*TASK OBJECTIVE*: The output should be all entries, each matching the original exactly.

*MATERIAL PROVIDED*:
· · ·

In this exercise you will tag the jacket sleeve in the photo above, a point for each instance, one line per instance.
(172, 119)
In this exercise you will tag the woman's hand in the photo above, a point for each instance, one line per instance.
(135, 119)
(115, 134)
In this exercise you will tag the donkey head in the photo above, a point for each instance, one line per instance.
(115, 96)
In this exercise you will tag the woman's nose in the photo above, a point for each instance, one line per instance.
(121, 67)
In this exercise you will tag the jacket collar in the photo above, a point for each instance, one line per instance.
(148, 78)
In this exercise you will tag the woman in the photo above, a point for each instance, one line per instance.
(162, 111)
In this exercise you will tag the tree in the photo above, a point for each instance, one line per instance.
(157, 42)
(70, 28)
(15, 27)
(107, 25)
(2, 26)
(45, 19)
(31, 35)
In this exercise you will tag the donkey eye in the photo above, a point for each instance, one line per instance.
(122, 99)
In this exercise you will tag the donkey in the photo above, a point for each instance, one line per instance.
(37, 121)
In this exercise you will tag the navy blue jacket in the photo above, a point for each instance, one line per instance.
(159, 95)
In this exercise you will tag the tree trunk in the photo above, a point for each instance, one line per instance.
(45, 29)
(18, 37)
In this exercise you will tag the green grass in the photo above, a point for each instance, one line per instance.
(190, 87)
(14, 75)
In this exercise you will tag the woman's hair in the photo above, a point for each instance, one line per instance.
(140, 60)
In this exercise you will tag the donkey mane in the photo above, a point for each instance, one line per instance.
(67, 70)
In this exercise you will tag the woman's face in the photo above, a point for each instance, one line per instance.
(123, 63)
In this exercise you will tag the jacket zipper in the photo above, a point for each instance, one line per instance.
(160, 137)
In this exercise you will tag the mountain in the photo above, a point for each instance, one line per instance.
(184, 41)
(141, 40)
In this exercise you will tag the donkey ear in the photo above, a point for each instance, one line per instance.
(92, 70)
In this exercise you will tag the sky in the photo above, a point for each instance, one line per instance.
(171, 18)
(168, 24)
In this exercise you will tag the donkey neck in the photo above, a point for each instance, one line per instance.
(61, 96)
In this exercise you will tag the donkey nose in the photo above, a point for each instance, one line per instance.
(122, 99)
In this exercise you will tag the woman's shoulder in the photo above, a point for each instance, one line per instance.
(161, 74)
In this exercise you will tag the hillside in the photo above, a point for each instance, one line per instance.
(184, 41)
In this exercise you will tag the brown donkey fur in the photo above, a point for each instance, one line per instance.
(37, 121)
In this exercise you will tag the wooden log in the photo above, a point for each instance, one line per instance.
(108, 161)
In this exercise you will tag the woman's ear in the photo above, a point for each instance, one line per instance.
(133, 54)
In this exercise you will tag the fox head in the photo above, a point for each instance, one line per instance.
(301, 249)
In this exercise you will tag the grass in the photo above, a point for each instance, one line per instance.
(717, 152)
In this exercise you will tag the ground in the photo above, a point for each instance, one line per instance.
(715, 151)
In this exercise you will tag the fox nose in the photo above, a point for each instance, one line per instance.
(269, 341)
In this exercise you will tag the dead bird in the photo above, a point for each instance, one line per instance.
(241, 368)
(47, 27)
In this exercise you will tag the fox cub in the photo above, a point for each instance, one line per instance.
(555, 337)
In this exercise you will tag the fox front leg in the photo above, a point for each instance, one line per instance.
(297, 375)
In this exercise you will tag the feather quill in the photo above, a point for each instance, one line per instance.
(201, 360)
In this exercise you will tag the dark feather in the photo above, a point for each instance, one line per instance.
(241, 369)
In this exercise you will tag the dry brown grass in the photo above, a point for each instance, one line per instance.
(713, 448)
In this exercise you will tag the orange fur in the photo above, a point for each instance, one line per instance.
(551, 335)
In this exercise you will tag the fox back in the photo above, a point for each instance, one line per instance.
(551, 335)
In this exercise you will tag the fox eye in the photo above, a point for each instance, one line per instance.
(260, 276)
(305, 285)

· · ·

*EXERCISE ANSWER*:
In this exercise you will tag the jacket sleeve in the photo above, a point for each instance, one line per instance.
(172, 119)
In this exercise you will tag the woman's hand in the photo above, a point for each instance, one line per instance.
(135, 119)
(115, 134)
In this exercise you will tag the donkey head in the photo above, a point for each instance, one line per instance.
(115, 96)
In this exercise you will tag the woman's nose in the photo above, a point for each instance, one line per instance.
(121, 67)
In this exercise you will tag the jacket collar in the photo above, a point for each instance, one line per instance.
(148, 78)
In this exercise you will tag the woman in the photo above, a point for each instance, one line per instance.
(162, 111)
In this exercise you will tag the tree in the photo above, a point for each instance, one line per instance.
(157, 42)
(70, 28)
(15, 27)
(107, 25)
(2, 26)
(45, 19)
(31, 35)
In this exercise you will tag the donkey eye in the photo above, a point for each instance, one line per instance.
(122, 99)
In this exercise you will tag the donkey in the photo above, a point for each instance, one line per instance.
(37, 121)
In this exercise you will tag the navy blue jacket in the photo above, a point for each instance, one line per instance.
(159, 95)
In this exercise you will tag the tree trunk in the photo above, a point for each instance, one line per instance.
(45, 29)
(18, 37)
In this exercise you will tag the green grass in the photo above, a point for each instance, one line per instance.
(190, 87)
(14, 75)
In this exercise you will tag the woman's hair in the photo above, a point for each instance, one line per instance.
(140, 60)
In this exercise you will tag the donkey mane in the photo above, a point for each instance, one line per instance.
(67, 70)
In this exercise you will tag the woman's face in the photo above, a point for each instance, one line per instance.
(123, 63)
In this exercise you will tag the jacket zipper in the photo above, a point for each instance, one line per instance.
(160, 137)
In this exercise you will tag the mountain in the photo above, a point for each instance, one line per instance.
(184, 41)
(141, 40)
In this exercise you will tag the donkey ear in the photo above, a point for each instance, one line per instance.
(92, 70)
In this exercise you will tag the sky in the photo above, a point for each instance, one line per instance.
(171, 18)
(168, 24)
In this exercise you will tag the donkey neck in the photo above, a point for each instance, one line per instance.
(61, 96)
In this exercise you will tag the donkey nose in the photo above, a point for each instance, one line per instance.
(122, 99)
In this exercise you will tag the woman's shoulder in the photo above, a point for each instance, one line per instance.
(161, 74)
In this exercise you will tag the hillside in the photo above, a point for each instance, one line per instance.
(184, 41)
In this exercise you will tag the brown donkey fur in the photo above, a point for each instance, one line per instance.
(37, 121)
In this exercise you will tag the wooden log in the photo above, a point for each instance, one line per instance.
(108, 161)
In this exercise you will tag the woman's ear in the photo above, a point for each instance, one line per instance.
(133, 54)
In this exercise you will tag the fox head in the photo above, a point for each instance, one line per instance.
(301, 249)
In this exercise you will tag the grass in the photo above, a point for each instance, one line per instance.
(717, 152)
In this exercise you will tag the ground in the photo above, a point for each instance, one line per instance.
(715, 151)
In this exercise you will tag the fox nose in the photo above, a point for each instance, one line per instance.
(269, 341)
In this exercise you will tag the dead bird in the photo above, a point for each instance, one line per instance.
(241, 368)
(47, 27)
In this exercise you will tag the fox cub in the photo above, a point for each instance, one line per instance.
(555, 337)
In this exercise you will tag the fox front leg in the photo above, a point for each instance, one line per instance.
(297, 375)
In this exercise you will tag the feather quill in the photo above, a point for each instance, one line per instance.
(201, 360)
In this exercise you will tag the dark feather in the photo above, a point for each instance, one line per instance.
(241, 369)
In this exercise you will tag the dry brown grass in the photo above, a point for each instance, one line per instance.
(713, 448)
In this exercise you will tag the orange fur in the photo above, a point for each instance, one line per instance.
(551, 335)
In this exercise you will tag the fox back in the photo above, a point for each instance, one line per instance.
(551, 335)
In this exercise you will tag the fox eye in the photo above, a point for each instance, one line per instance.
(260, 276)
(305, 285)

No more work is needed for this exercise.